### Task details
Which lines in the rows below contain the word "with"? Find each one and copy it out.

### Records for pointing at named objects

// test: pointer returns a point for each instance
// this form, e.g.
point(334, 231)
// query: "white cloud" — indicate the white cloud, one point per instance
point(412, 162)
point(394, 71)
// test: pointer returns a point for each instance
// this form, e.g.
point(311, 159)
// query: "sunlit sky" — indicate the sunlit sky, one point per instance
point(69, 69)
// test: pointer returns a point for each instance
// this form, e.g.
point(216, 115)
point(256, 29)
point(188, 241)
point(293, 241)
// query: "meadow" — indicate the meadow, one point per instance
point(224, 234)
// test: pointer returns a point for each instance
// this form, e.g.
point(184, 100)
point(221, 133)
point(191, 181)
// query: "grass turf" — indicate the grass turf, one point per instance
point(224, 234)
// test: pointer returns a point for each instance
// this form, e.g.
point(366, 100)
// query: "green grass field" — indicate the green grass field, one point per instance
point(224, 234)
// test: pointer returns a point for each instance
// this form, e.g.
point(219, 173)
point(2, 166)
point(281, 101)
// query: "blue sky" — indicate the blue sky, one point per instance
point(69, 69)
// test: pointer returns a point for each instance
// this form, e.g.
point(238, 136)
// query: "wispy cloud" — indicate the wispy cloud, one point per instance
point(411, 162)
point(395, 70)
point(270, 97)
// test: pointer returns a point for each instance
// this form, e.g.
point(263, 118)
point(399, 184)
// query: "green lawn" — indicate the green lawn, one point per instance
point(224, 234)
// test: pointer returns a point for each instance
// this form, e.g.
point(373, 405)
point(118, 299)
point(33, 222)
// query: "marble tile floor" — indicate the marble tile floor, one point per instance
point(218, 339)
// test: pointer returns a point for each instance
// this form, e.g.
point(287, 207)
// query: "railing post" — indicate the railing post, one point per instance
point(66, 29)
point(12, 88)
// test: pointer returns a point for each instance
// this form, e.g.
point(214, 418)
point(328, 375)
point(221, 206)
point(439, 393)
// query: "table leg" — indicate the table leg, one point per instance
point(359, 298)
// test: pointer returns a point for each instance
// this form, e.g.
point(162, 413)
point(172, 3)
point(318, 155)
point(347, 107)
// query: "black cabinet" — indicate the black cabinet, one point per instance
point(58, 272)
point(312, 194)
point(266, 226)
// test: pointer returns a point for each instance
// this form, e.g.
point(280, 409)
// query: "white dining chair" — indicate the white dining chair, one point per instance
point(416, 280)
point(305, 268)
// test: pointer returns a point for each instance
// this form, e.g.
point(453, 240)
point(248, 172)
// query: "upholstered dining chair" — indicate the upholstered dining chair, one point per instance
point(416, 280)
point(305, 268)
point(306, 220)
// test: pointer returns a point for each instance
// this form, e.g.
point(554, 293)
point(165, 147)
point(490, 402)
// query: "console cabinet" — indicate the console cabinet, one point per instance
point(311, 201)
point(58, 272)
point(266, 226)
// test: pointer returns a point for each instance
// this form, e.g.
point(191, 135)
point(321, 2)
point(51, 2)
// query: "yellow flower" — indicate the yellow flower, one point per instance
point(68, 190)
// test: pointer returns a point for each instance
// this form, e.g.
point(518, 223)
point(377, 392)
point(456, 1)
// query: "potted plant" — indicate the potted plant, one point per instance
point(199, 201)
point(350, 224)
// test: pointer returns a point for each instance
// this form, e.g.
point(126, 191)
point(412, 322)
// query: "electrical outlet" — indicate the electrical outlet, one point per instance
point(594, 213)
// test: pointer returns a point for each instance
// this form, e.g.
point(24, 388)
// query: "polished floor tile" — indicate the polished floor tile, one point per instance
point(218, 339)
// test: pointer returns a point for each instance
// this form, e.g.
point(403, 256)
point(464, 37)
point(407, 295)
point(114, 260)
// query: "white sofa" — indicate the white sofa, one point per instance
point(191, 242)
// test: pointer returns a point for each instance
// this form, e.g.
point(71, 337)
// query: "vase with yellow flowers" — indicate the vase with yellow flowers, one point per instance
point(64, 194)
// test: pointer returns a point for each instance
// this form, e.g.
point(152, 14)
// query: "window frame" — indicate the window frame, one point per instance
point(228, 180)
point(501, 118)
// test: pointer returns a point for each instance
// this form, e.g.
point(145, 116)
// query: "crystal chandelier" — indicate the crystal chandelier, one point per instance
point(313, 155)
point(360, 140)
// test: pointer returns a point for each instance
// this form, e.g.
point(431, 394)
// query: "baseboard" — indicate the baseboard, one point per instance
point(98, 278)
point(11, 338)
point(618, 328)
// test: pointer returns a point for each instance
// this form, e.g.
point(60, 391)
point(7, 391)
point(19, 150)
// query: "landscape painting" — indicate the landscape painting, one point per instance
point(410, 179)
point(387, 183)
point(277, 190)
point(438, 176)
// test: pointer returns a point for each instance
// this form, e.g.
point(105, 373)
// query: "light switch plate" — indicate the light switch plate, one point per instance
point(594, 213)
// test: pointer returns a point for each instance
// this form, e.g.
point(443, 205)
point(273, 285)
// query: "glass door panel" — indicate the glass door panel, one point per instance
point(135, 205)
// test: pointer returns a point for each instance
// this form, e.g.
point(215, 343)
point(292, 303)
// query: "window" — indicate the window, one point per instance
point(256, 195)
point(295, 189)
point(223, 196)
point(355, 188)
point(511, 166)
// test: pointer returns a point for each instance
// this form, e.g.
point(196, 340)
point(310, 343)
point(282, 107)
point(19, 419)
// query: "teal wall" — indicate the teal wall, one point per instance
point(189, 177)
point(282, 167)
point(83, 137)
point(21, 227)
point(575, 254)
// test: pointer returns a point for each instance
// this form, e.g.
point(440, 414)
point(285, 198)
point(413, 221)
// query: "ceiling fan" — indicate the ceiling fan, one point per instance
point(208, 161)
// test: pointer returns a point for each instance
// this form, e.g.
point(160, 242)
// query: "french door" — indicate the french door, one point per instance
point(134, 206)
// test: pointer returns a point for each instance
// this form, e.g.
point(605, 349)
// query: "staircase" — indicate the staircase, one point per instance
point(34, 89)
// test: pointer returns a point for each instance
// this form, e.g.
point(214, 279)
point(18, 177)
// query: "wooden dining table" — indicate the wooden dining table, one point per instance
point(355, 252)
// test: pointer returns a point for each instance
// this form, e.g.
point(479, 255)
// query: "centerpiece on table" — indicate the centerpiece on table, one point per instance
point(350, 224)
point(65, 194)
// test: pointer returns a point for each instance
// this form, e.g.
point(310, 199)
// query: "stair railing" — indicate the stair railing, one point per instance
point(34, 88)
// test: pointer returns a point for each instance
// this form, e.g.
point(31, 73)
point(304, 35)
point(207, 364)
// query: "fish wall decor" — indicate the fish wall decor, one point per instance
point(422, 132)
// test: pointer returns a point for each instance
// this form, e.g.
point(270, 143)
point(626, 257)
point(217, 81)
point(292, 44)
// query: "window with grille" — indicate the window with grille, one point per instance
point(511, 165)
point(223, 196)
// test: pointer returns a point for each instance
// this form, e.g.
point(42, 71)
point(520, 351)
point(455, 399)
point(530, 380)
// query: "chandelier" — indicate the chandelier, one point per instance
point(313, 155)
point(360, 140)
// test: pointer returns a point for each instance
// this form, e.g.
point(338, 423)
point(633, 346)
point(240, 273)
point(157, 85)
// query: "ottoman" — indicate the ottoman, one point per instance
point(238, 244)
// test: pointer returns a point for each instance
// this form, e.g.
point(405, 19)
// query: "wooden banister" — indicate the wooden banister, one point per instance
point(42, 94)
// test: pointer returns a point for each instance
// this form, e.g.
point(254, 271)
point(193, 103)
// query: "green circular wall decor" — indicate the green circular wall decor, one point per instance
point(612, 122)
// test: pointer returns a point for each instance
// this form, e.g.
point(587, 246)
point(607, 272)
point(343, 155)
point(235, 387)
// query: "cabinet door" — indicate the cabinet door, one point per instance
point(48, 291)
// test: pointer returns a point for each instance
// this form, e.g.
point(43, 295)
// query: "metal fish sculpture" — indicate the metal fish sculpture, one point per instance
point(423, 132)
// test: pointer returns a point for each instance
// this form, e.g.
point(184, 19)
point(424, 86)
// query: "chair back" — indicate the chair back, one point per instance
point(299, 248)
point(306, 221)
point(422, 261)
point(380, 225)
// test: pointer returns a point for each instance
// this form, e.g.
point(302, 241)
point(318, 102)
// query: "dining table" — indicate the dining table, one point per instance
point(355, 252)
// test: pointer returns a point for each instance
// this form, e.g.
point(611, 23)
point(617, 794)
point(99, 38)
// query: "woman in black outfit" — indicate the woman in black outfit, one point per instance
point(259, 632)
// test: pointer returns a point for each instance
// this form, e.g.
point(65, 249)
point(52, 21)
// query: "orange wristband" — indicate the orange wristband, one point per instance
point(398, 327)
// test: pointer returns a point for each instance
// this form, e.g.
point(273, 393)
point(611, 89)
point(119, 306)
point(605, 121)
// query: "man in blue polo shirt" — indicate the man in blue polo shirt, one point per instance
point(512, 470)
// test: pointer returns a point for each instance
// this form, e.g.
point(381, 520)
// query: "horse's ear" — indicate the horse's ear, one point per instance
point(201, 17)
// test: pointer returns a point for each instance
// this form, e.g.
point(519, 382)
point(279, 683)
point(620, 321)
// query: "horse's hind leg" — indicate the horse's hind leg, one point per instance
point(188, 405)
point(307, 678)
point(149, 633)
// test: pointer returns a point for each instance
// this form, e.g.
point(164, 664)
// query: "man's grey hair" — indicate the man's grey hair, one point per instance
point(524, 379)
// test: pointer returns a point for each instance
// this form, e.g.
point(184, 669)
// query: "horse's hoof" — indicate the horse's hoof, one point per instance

### Task response
// query: "vase with yellow flowers" — indicate the vase with yellow flowers, one point per instance
// query: "window with grille" — indicate the window with grille, one point per instance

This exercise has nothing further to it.